### [Selected extract]

Instead of a partnership relationship, there is a hierarchical order in which the woman is dependent on the man, his will, nature and customary practices that often contradict the message of Islam, but people still adhere to them. Thus, for the sake of the honor, morality and authority of men and the state, the freedom and life of a woman who wants to manage her own life, to think for herself and be a full-fledged subject, and not an object of someone’s desires and baseless authority, is taken away.

Instead of equality and partnership, a woman is generally seen as a reproductive apparatus that gives birth to new heirs of the lineage and/or gives birth to soldiers of the nation and state, or is perceived as a territory to be humiliated, conquered and raped in order to give birth to soldiers of another nation. For centuries, women have been forced to submit to the authority of men and not to the authority of God, because men have positioned themselves as the head and authority through which women express their devotion to God. It has been constantly interpreted, and even today there are such interpretations of the faith, that a woman owes obedience to a man, because he is her gate to enter heaven (paradise).

However, nowhere in the Qur’an did God say that obedience to a man is a characteristic of better women, but obedience to God (66:5), but throughout history it has been constantly interpreted and today it often seems that a woman is obliged to obey a man and only indirectly to God. In this way, the foundations of control over a woman’s body and life are strengthened, and in this way men are indirectly told that they have the right to control a woman and if she refuses to obey, they can sanction her. When they end it with murder, then we are surprised.

Confronting brutal murders like the murder of Edina Odobašić, the moral re-education that led to the death of Mahsa Amini and numerous other women who suffer every day at the hands of a man and male authority, makes us wonder, how is it possible for such murders to occur?

### [Given data]
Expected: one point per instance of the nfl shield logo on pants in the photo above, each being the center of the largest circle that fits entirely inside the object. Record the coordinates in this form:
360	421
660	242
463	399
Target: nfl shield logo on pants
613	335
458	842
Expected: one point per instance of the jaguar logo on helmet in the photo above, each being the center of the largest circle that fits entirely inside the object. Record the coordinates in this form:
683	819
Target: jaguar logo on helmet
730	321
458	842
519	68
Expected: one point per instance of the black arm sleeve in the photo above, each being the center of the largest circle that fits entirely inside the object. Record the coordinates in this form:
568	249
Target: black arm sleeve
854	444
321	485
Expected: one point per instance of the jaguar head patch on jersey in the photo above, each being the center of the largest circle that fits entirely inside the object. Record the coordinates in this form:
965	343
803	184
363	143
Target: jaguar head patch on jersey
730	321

### [Requests]
1. Reproduce word for word the part of the passage on women and male authority that begins with the words containing "However, nowhere in" and ends with "murders to occur?".
2. Write the next part of the passage on women and male authority, picking up right after its final sentence.

### [Expected outputs]
1.
However, nowhere in the Qur’an did God say that obedience to a man is a characteristic of better women, but obedience to God (66:5), but throughout history it has been constantly interpreted and today it often seems that a woman is obliged to obey a man and only indirectly to God. In this way, the foundations of control over a woman’s body and life are strengthened, and in this way men are indirectly told that they have the right to control a woman and if she refuses to obey, they can sanction her. When they end it with murder, then we are surprised.

Confronting brutal murders like the murder of Edina Odobašić, the moral re-education that led to the death of Mahsa Amini and numerous other women who suffer every day at the hands of a man and male authority, makes us wonder, how is it possible for such murders to occur?

2.
It is possible, because even today we hear uncritically repeated messages about hierarchical relationships in marriage and family, instead of partnership and joint action.

It is possible, because there are still scholars who situate women as weaker, less rational than men and in need of protection and control.

It is possible, because most men are comfortable being in a position of power and authority and not dealing with these uncomfortable issues.

It is possible, because most men have not experienced what it means to be subordinate, limited, exclusive and what it means to be secondary and in an infantile position despite all the talents and gifts of reason and freedom that are not gender conditioned.

It is possible, because most men think that it is happening somewhere far away and that it is not their problem.

Women, on the other hand, have been taught for centuries to find their way in the labyrinth of patriarchy, to most often remain silent, to manipulate, to find detours to achieve their desires and goals, and to say the least openly about it. Why? Because they are afraid of condemnation, stigma, marginalization and labeling that they are hateful feminists who want to destroy the family and tradition and rule over men, or the most common reason is that women do not want to leave their comfort zone, because it is easier for them.

It’s easier while they’re killing other people’s daughters, and when evil comes to our door, it’s too late.